• _WHAT THE TASK ASKS_
Copy the material word for word from its first line through the line containing "point(417, 104)", both included. Leave the pictures out.

• _DATA EXTRACT_
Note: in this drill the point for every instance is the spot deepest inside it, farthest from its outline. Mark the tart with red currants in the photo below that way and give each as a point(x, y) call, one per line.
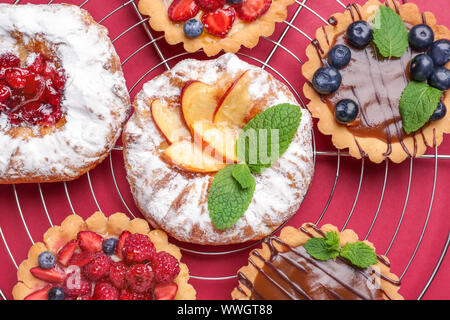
point(215, 25)
point(103, 258)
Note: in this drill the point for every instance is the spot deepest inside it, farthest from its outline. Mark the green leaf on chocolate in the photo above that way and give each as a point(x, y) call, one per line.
point(227, 199)
point(267, 136)
point(389, 33)
point(359, 254)
point(417, 104)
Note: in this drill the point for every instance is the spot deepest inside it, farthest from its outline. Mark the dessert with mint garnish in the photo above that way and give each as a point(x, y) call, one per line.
point(378, 79)
point(103, 258)
point(218, 151)
point(312, 263)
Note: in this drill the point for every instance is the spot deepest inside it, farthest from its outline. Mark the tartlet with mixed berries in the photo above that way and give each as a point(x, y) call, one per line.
point(215, 25)
point(103, 258)
point(183, 139)
point(63, 96)
point(378, 80)
point(298, 265)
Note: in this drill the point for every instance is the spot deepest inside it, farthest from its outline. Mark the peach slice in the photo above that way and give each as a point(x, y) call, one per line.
point(187, 156)
point(235, 104)
point(169, 120)
point(198, 102)
point(217, 139)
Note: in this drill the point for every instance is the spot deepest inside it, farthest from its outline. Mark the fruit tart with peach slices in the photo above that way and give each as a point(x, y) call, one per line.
point(218, 151)
point(63, 97)
point(215, 25)
point(378, 80)
point(312, 263)
point(103, 258)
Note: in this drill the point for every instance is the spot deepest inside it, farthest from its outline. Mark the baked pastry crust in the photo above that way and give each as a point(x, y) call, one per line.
point(96, 102)
point(242, 33)
point(175, 200)
point(56, 237)
point(295, 238)
point(430, 135)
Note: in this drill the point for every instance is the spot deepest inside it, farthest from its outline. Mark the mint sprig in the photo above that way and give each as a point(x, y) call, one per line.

• _REPLY_
Note: in this drill the point for every instance is the spot deepest inside it, farthest from its outline. Mark the tart with red currants in the photo below that way and give each as a point(x, y) call, one per line.
point(215, 25)
point(103, 258)
Note: in this drill the point for every instance is the spot deepest inside it, farthest from its outline. Mark the green leaf on chocolate in the photo above that way and give each as a point(x, y) call, one per line.
point(227, 199)
point(267, 136)
point(389, 33)
point(359, 254)
point(417, 104)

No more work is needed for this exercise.